• Your objective: Convert the records into a JSON list of strings, one string per line, with blank lines left out. Begin at the line containing "man's short dark hair, as pixel coordinates." and continue through the end of the records, including both of those lines.

---------- Given records ----------

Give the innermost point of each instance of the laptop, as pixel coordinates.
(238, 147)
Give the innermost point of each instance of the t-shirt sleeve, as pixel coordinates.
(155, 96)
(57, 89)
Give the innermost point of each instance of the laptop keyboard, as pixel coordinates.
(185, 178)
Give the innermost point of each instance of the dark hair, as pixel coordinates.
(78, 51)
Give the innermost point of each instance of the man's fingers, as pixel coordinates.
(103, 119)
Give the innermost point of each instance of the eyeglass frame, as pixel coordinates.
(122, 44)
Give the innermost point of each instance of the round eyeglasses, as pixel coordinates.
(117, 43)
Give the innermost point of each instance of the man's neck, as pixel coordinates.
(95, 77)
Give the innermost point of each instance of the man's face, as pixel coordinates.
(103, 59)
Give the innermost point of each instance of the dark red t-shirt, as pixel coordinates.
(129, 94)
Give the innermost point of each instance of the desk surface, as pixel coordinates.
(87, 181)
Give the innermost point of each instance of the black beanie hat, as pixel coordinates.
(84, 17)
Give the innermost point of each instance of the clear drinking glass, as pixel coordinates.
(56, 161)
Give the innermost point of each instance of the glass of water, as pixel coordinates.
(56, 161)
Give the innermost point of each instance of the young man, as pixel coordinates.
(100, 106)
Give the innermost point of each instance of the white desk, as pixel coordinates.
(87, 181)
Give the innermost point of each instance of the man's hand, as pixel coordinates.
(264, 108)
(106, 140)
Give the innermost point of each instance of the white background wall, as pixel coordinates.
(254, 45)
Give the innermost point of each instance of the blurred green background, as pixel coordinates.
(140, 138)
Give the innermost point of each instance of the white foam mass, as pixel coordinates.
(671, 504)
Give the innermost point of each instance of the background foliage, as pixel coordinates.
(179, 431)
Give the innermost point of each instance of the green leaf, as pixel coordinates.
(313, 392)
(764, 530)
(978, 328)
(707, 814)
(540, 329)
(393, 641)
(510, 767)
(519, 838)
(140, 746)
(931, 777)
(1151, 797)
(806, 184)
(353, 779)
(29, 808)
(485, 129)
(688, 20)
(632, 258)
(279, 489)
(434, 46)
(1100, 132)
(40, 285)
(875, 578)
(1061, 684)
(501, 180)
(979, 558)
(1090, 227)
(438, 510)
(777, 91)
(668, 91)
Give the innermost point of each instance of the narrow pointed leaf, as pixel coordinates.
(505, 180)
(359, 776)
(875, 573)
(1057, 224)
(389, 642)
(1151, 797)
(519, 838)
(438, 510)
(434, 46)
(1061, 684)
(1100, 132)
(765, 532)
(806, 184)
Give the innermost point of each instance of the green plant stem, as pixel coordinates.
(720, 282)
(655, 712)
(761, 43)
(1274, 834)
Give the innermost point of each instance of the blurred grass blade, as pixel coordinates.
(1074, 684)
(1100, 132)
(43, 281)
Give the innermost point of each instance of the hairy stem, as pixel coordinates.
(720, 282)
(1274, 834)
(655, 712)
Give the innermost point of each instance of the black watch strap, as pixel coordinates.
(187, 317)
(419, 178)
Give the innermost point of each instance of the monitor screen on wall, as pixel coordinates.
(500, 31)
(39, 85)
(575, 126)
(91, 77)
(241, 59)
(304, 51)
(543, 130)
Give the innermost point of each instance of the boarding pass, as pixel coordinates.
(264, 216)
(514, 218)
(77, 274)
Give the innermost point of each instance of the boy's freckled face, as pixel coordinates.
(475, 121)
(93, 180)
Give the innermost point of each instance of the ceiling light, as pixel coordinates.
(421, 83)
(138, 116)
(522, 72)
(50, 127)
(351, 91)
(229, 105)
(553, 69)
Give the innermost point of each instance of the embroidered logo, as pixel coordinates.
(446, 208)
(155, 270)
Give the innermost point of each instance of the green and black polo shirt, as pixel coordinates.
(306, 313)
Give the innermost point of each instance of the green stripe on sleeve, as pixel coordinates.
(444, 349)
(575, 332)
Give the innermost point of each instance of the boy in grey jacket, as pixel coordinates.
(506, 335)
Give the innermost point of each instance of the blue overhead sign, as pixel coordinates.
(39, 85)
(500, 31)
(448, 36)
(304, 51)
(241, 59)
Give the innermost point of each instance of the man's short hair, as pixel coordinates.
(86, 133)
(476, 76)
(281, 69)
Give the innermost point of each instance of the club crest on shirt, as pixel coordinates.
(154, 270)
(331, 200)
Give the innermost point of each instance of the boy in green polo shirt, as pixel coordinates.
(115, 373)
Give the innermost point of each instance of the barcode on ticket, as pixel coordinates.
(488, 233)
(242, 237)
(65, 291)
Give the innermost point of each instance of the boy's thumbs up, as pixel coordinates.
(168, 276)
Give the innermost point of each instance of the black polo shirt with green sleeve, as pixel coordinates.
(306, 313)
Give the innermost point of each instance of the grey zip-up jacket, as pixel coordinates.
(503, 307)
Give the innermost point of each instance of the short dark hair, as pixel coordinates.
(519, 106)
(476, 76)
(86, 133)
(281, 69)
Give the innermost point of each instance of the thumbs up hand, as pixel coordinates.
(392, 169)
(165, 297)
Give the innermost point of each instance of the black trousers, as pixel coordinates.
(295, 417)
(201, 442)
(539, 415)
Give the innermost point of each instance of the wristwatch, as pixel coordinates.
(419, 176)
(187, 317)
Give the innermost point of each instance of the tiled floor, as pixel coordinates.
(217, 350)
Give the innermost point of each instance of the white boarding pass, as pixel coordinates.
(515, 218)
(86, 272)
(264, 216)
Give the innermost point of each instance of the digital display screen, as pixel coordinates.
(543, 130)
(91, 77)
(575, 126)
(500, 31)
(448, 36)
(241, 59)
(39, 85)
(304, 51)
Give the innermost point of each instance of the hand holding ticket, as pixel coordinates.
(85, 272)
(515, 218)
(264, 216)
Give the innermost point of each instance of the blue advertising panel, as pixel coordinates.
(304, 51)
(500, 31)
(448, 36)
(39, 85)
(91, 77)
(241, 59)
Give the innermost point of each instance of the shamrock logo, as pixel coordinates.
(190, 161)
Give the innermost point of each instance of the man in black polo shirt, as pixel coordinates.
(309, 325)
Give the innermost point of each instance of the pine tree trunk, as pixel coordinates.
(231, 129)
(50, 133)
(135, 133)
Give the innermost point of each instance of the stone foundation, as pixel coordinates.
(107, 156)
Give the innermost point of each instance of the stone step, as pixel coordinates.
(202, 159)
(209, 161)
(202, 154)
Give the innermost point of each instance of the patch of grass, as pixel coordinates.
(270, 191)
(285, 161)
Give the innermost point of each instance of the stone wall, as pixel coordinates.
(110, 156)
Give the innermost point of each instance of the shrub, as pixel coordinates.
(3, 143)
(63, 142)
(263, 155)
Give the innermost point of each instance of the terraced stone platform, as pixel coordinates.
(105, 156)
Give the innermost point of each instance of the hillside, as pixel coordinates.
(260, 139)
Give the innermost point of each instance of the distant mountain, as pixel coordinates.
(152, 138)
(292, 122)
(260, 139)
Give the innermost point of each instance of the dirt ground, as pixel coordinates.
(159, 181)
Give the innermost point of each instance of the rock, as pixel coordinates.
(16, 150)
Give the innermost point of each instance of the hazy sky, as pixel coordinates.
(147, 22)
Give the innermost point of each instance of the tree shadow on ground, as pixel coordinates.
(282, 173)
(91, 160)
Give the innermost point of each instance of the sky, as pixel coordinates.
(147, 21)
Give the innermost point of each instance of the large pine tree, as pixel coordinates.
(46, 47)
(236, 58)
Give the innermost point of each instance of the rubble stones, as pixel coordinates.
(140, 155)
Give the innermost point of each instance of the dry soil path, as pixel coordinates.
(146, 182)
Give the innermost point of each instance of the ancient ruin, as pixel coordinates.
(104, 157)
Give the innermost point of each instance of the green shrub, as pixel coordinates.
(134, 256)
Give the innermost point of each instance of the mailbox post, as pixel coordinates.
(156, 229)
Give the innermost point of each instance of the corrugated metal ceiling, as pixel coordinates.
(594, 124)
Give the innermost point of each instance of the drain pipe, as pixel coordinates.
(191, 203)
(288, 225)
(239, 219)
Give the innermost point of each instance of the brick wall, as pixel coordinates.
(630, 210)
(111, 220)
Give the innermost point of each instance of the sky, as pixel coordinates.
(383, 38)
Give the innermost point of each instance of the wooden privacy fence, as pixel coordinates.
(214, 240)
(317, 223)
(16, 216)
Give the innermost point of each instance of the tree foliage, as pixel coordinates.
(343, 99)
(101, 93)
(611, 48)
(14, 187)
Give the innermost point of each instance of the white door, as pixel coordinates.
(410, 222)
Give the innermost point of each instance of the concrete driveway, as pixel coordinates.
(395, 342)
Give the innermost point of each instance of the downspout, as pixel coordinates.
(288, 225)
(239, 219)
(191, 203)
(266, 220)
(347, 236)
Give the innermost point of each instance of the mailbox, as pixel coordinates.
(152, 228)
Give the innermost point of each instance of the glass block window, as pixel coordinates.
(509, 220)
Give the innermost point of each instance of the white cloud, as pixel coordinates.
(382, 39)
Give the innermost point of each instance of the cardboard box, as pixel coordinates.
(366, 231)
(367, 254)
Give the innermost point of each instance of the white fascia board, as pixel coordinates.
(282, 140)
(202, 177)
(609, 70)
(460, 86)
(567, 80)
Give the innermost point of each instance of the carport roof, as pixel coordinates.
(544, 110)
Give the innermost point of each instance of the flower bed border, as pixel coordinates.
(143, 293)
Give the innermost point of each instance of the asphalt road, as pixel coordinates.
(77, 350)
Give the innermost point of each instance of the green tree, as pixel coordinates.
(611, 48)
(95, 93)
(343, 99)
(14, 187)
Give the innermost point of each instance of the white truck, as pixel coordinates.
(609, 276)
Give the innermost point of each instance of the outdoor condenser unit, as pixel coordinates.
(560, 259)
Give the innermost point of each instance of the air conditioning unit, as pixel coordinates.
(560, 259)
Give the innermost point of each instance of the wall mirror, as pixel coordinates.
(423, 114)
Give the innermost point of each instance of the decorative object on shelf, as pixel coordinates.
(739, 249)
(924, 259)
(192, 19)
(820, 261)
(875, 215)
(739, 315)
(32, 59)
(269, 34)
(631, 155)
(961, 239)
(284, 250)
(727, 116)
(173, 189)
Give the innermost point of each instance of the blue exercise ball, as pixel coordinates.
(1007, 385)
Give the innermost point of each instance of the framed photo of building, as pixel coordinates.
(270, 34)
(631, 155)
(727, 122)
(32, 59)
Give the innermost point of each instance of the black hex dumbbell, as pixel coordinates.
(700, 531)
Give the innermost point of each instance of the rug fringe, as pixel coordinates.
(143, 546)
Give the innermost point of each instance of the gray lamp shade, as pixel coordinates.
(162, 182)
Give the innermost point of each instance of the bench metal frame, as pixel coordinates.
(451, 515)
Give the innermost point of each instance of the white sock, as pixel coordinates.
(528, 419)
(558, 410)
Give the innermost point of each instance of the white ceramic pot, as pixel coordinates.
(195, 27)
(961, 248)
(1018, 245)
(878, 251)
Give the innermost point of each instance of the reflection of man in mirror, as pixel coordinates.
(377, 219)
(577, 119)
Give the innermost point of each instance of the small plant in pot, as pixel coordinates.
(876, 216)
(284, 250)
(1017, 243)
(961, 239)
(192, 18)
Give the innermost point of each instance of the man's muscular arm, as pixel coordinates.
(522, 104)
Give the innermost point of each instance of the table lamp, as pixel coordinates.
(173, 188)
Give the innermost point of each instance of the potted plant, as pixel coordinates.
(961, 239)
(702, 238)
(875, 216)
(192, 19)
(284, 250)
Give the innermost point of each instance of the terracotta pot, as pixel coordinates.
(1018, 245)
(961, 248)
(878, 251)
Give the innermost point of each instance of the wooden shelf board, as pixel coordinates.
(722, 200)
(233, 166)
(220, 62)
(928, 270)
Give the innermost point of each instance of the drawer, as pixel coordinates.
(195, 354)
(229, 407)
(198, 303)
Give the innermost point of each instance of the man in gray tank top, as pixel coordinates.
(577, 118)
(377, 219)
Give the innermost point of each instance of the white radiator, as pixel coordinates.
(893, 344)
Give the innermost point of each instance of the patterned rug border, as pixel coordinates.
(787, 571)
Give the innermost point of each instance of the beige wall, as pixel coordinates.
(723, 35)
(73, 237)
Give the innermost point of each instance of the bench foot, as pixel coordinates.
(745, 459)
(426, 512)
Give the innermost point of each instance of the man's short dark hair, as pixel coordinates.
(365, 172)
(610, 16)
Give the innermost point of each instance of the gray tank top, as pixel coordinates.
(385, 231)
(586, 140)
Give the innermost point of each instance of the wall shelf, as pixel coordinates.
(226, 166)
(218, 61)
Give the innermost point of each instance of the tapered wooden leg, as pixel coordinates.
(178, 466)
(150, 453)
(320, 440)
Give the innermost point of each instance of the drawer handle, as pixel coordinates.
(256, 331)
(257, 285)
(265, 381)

----------

• Answer to the problem:
[
  "Give the innermost point of each instance of the man's short dark hair, as pixel coordinates.",
  "(365, 172)",
  "(610, 16)",
  "Give the innermost point of each instance of the gray tank top, as pixel coordinates.",
  "(385, 231)",
  "(586, 140)",
  "Give the innermost point of each instance of the wall shelf, as pixel coordinates.",
  "(226, 166)",
  "(218, 61)",
  "Give the innermost point of each instance of the tapered wooden leg, as pixel coordinates.",
  "(178, 466)",
  "(150, 453)",
  "(320, 440)",
  "Give the innermost point of each instance of the drawer handle, as pixel coordinates.",
  "(256, 331)",
  "(257, 285)",
  "(265, 381)"
]